### Objective
Locate each line in the material that contains the word "shoulder", and copy all of those lines.

-- Start of Records --

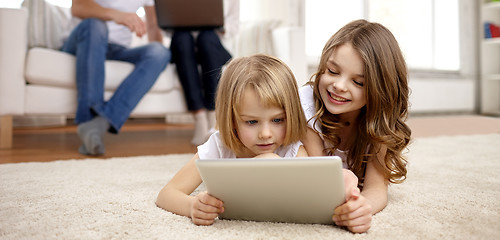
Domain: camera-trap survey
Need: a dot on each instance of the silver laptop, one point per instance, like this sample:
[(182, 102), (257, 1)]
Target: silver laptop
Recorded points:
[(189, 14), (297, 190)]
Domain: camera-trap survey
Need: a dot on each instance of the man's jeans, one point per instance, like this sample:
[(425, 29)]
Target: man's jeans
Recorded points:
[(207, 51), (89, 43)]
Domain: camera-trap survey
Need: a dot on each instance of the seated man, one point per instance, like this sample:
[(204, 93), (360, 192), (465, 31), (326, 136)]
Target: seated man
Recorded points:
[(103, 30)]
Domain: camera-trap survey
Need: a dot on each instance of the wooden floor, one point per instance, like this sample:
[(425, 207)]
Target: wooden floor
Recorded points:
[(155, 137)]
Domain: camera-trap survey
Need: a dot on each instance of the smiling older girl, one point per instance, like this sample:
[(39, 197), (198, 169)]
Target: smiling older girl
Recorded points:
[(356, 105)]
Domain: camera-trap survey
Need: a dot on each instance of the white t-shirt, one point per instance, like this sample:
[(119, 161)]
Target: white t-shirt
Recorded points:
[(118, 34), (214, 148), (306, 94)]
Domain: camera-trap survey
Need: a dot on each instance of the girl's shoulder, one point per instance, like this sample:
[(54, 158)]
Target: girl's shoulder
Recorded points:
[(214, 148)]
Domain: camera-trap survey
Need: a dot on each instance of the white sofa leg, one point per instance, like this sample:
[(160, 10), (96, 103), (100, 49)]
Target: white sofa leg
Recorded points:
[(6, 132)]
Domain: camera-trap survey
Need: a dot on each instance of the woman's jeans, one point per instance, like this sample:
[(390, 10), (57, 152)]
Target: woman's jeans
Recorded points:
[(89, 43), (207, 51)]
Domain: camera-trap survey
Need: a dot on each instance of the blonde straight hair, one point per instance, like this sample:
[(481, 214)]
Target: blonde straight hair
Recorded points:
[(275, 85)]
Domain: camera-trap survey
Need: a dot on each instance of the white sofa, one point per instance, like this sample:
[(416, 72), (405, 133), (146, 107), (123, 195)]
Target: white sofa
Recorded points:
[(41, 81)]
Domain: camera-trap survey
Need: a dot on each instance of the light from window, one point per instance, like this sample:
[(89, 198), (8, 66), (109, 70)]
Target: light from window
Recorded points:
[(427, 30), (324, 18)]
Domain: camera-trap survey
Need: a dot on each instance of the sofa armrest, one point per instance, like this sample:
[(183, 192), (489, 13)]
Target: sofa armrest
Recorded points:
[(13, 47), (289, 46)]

-- End of Records --
-- Start of Records --

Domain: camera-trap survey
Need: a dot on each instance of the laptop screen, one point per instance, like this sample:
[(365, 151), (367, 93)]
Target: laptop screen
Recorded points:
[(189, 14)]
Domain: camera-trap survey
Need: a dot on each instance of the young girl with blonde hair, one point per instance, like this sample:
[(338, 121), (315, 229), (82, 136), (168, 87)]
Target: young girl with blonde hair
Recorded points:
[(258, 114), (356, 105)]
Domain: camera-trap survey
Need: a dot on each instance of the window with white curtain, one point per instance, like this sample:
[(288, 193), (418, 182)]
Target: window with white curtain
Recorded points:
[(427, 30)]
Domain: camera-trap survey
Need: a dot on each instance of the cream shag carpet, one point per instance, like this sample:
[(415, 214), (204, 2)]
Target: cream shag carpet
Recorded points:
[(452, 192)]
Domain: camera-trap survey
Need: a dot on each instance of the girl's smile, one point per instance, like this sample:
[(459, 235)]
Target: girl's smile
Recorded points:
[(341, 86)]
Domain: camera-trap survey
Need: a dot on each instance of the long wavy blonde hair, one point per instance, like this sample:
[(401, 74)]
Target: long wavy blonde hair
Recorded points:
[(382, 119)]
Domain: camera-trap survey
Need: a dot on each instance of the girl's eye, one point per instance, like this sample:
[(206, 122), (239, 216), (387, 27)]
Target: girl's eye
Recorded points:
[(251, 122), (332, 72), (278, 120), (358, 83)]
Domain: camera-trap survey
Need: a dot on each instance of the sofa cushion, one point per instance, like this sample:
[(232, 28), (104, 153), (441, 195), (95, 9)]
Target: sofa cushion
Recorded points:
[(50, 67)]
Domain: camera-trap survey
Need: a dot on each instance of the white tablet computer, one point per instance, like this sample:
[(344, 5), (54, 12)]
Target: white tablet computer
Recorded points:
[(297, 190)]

-- End of Records --
-- Start of Records --

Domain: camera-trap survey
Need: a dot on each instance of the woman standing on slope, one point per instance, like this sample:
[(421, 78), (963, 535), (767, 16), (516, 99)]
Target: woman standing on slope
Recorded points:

-- End of Records --

### The solution
Need: a dot on each instance of the girl's shoulder, one point per instance, like this sample:
Target: girl's shoulder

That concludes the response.